_REQUESTS_
A – According to the mailing-list reply about the UTF-8 byte order mark, why would the mark show up in your input stream even though it is supposedly optional? Answer in one to three sentences.
B – Resume the mailing-list reply about the UTF-8 byte order mark from the point where it stops.

_TEXT SEGMENT_
[jdom-interest] Parsing files starting with UTF-8 Byte Order Mark

Tue Jul 1 02:09:37 PDT 2003

Hi Peter, 

The UTF-8 byte order mark is supposedly optional, but unfortunately there is a known bug in Sun JVMs which means they do not ignore it; so if it's present, you'll see it in your input stream (Sun JVM bug #4508058, http://developer.java.sun.com/developer/bugParade/bugs/4508058.html). 

The typical workaround is to do the check yourself when reading the input stream, for example: 

	InputStream in = ...
	StringBuffer buf = new StringBuffer()
	int first = in.read();
	if ((first != -1) && (first != 0xFEFF)
		buf.append((char)first);

	... Read the rest of the stream ...

I haven't needed to use this with JDOM, but I expect you could get round the problem by using a java.io.PushbackReader. This wraps another Reader and allows you to read the first char, and if it is anything other than 0xFEFF, "push it back" into the Reader before passing the PushbackReader to SAXBuilder().build(). There may be more elegant ways round the problem too. 

Al.

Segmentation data

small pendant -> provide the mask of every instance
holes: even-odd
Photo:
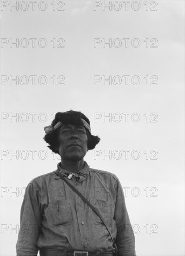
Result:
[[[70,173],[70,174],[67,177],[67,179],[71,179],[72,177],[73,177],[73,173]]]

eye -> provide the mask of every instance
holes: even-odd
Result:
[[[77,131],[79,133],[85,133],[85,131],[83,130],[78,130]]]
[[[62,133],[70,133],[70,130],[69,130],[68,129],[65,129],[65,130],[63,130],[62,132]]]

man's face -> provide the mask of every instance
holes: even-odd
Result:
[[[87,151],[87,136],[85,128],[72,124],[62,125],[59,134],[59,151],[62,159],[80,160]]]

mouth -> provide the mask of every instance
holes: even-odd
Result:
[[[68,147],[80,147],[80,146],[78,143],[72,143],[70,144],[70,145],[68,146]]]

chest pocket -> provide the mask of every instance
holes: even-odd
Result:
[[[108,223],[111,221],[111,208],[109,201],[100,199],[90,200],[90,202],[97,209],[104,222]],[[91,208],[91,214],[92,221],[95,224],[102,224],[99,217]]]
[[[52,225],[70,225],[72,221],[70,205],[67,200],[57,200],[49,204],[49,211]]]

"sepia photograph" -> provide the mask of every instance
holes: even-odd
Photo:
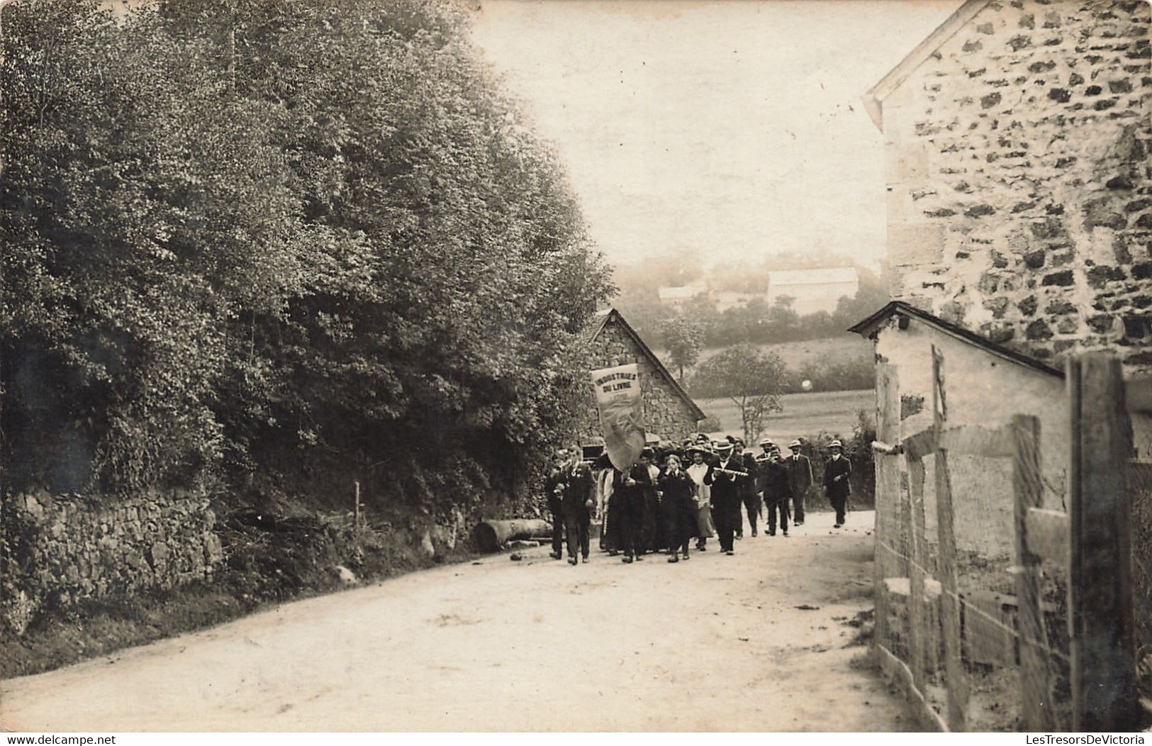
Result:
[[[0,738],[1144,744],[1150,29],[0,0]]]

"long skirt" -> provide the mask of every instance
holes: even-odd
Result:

_RESPONSES FOR EACH TASK_
A – A known bug in Sun JVMs (bug #4508058) means they do not ignore the UTF-8 byte order mark. So if the mark is present in a file, it comes through in the input stream instead of being skipped.

B –
> -----Original Message-----
> From: jdom-interest-admin at jdom.org 
> [mailto:jdom-interest-admin at jdom.org] On Behalf Of Peter Eriksson
> Sent: 01 July 2003 06:46
> To: jdom-interest at jdom.org
> Subject: [jdom-interest] Parsing files starting with UTF-8 
> Byte Order Mark
> 
> 
> Hello Everybody,
> 
> I have a problem with parsing some XML files generated from 
> .Net. It seems that the file starts with the Byte Order Mark 
> for UTF-8 (EF BB BF). If I try to load the file using jdom-b8 
> I get an exception. Is there some way that I can load files 
> with or without this Byte Order Mark transparently, i.e. 
> without an exception being thrown.
> 
> Anybody have a solution to the problem?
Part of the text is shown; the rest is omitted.